## DATA IN THIS EXERCISE
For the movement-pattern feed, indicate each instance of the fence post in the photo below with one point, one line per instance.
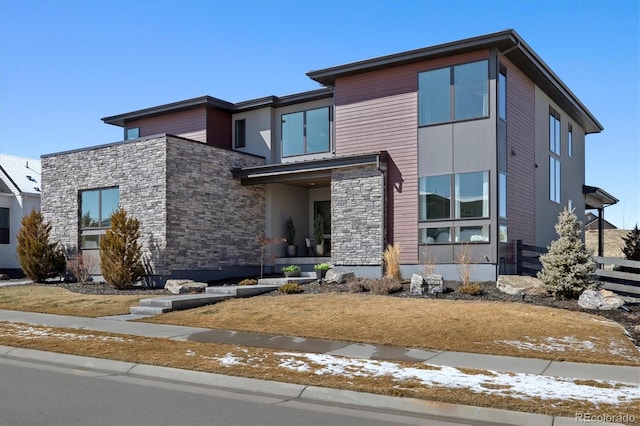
(519, 257)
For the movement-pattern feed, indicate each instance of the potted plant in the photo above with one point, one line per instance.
(318, 233)
(290, 236)
(321, 269)
(291, 271)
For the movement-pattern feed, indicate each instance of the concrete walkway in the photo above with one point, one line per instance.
(346, 349)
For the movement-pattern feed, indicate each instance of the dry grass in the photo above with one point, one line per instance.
(54, 300)
(266, 364)
(466, 326)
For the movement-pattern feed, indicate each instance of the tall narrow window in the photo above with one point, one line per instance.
(96, 208)
(240, 133)
(570, 141)
(4, 226)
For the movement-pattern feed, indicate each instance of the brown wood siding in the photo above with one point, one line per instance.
(521, 167)
(378, 111)
(190, 124)
(219, 128)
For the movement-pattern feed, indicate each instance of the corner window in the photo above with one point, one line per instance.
(133, 133)
(4, 226)
(305, 132)
(454, 93)
(96, 208)
(240, 134)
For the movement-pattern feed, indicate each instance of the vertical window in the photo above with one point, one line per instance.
(570, 141)
(460, 92)
(472, 195)
(554, 179)
(305, 132)
(132, 133)
(435, 197)
(96, 208)
(4, 226)
(240, 133)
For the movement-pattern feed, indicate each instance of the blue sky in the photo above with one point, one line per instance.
(66, 64)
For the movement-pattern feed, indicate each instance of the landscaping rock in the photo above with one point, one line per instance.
(417, 284)
(515, 285)
(603, 300)
(185, 286)
(338, 277)
(435, 283)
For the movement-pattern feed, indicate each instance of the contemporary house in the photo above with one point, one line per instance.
(469, 145)
(20, 186)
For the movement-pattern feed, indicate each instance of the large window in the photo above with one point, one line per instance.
(305, 132)
(96, 207)
(459, 198)
(454, 93)
(4, 226)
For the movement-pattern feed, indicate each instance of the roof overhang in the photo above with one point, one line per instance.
(597, 198)
(508, 43)
(300, 171)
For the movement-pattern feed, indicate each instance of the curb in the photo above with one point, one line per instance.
(290, 391)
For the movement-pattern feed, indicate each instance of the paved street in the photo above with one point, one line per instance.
(42, 394)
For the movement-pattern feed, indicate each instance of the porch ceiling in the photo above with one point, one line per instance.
(311, 173)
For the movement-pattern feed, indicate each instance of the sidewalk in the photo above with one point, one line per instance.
(345, 349)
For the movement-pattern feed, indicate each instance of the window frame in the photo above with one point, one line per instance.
(452, 95)
(305, 135)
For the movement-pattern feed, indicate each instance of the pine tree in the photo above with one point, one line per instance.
(567, 267)
(631, 247)
(39, 258)
(120, 254)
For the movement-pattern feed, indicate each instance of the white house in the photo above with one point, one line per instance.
(20, 184)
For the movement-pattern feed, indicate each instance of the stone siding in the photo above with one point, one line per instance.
(193, 215)
(357, 216)
(213, 221)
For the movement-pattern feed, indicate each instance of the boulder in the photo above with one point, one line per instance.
(603, 300)
(185, 286)
(339, 277)
(417, 284)
(515, 285)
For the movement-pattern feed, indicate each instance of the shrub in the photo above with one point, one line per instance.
(82, 266)
(391, 258)
(567, 267)
(291, 288)
(385, 286)
(39, 258)
(120, 254)
(321, 267)
(471, 289)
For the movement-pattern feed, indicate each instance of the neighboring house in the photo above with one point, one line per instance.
(474, 143)
(20, 186)
(591, 222)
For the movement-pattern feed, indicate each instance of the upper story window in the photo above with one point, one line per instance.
(4, 226)
(132, 133)
(460, 92)
(240, 135)
(554, 132)
(96, 208)
(305, 132)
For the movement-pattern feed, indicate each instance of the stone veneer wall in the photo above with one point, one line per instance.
(213, 222)
(357, 216)
(193, 215)
(138, 169)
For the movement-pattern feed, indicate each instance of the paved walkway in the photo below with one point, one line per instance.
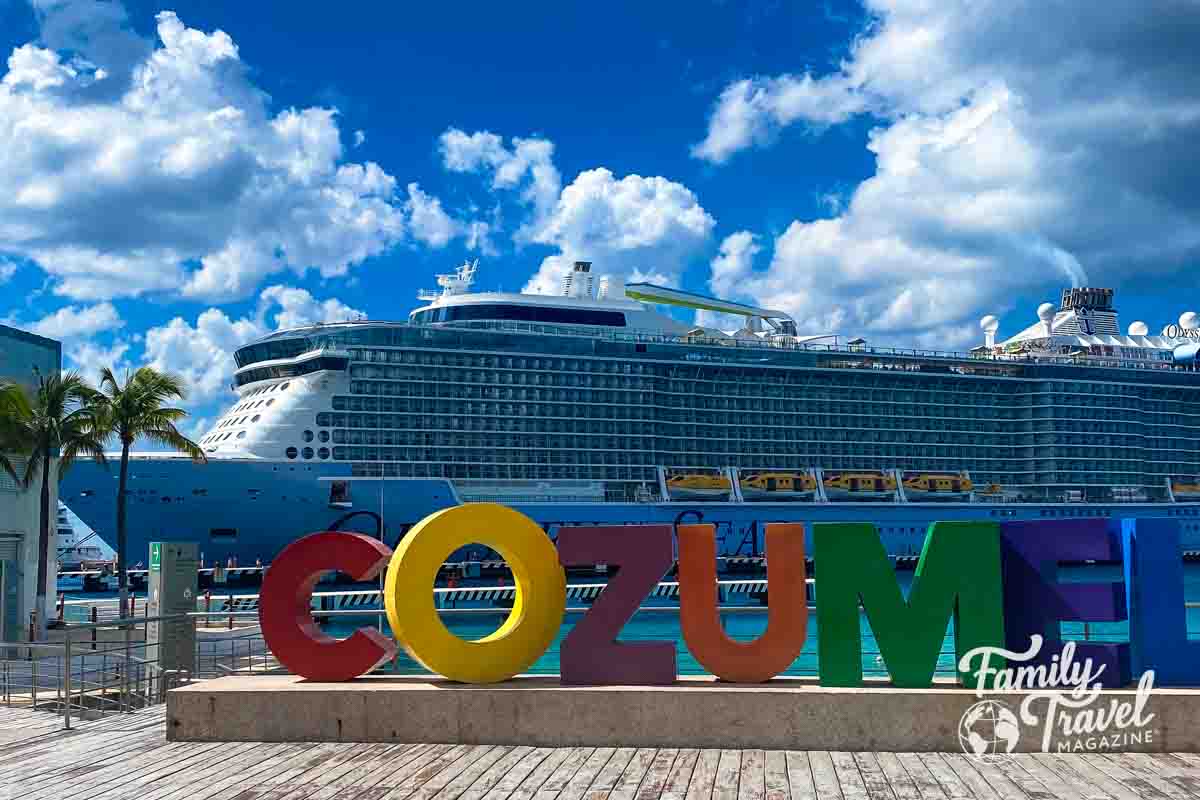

## PROBLEM DETAILS
Put every line of the rows above into a numbered list, omitting blank lines and the picture lines.

## RESULT BELOW
1. For the movement-pattern feed, indicate each instance of the fence post in the photo below with one point, one line per instance.
2. (519, 257)
3. For the movement-pattern feed, indicate each instance of the potted plant in the photo above with one point, one line per instance.
4. (318, 233)
5. (290, 236)
6. (321, 269)
7. (291, 271)
8. For the movement-pattern feed, indicate each instance of the concrete walkway in the photo above with one point, one line per instance.
9. (346, 349)
10. For the movement-pattern feed, indicate each instance of the dry grass in the photo above with one point, one line per instance.
11. (54, 300)
12. (266, 364)
13. (466, 326)
14. For the movement-pattern feed, indicate each instance of the tall narrow window in the photo above with one point, one line per instance.
15. (96, 208)
16. (240, 133)
17. (570, 141)
18. (4, 226)
19. For the movement-pattern feed, indicate each instance of the brown wood siding in the photo above with one point, one line per instance.
20. (521, 167)
21. (378, 111)
22. (190, 124)
23. (219, 128)
24. For the movement-pattern feed, indicate each instance of the corner window in the photo above with one point, one line per instance.
25. (133, 133)
26. (4, 226)
27. (305, 132)
28. (454, 93)
29. (96, 208)
30. (240, 134)
31. For the movement-pattern feed, indicate each instance of the vertical window in the photo above with one point, one line per instance.
32. (570, 141)
33. (460, 92)
34. (472, 195)
35. (554, 179)
36. (305, 132)
37. (132, 133)
38. (435, 197)
39. (96, 208)
40. (4, 226)
41. (240, 133)
42. For the movement-pattern feed, indicate each instance of the blue sky in the photo above with one point, one line per instance.
43. (66, 64)
44. For the movement-pattern feed, indicate each instance of the landscaping rock in the photo above with one point, one line per instance.
45. (417, 284)
46. (515, 285)
47. (603, 300)
48. (185, 286)
49. (338, 277)
50. (435, 283)
51. For the movement-pattern feed, indicate each instance of the contemporary house in the photo above with one point, one line per instance.
52. (469, 145)
53. (20, 186)
54. For the movement-pattern feed, indicate each instance of the large window in the photo above with one point, one line per instance.
55. (305, 132)
56. (96, 207)
57. (459, 198)
58. (454, 93)
59. (4, 226)
60. For the movement-pattern feed, indicate each instance of the roof overhang in the photo above with one point, one line per instance.
61. (597, 198)
62. (508, 43)
63. (300, 171)
64. For the movement-pattern feed, indicate each instance of the curb in the photo above with one point, one line per instance.
65. (290, 391)
66. For the movement-pattern feed, indicate each instance of the paved street in the photo above with one point, one line per instance.
67. (42, 394)
68. For the movement-pattern feed, indicate each instance of the porch ceiling in the photo above with one point, one line per instance.
69. (311, 173)
70. For the movement-pattern feed, indicate each instance of the sidewalk in the photo above with one point, one line per instance.
71. (345, 349)
72. For the movement-pattern feed, indicate each instance of the window frame in the photo above with one point, one line per instance.
73. (452, 95)
74. (305, 135)
75. For the movement-pattern feed, indicate each instance of the pine tree in the photo above with one point, one line per instance.
76. (567, 267)
77. (631, 247)
78. (39, 258)
79. (120, 254)
80. For the movement-pattern feed, indicate each instance of the white house in the photo above with one point, one line per instance.
81. (20, 184)
82. For the movement-pattern feed, indicate each instance of the stone siding in the photo above with one point, one line per instance.
83. (193, 215)
84. (357, 216)
85. (213, 221)
86. For the movement-pattern feed, indicate each instance of the boulder in the photo above with one point, one line per instance.
87. (603, 300)
88. (185, 286)
89. (339, 277)
90. (417, 284)
91. (515, 285)
92. For the movement-pattern feed, indicate each instance of the shrub in the photo above with one point, one line per instance.
93. (82, 266)
94. (391, 258)
95. (567, 267)
96. (291, 288)
97. (385, 286)
98. (39, 258)
99. (120, 254)
100. (321, 267)
101. (471, 289)
102. For the movement-pattern feed, indicate each instance of the neighboring house in the photo above with one point, one line per instance.
103. (474, 143)
104. (20, 186)
105. (591, 222)
106. For the movement-pattern feed, indicate each instance of the upper story window in the photo above with one point, one line per instance.
107. (4, 226)
108. (132, 133)
109. (460, 92)
110. (240, 135)
111. (554, 132)
112. (96, 208)
113. (305, 132)
114. For the movement-pattern feed, indicate each instance of the stone veneer wall in the photo above with one point, one line per instance.
115. (213, 222)
116. (357, 216)
117. (193, 215)
118. (138, 169)
119. For the movement-pattern feed, indicate each instance of the paved walkway in the photo below with one point, one line per instance.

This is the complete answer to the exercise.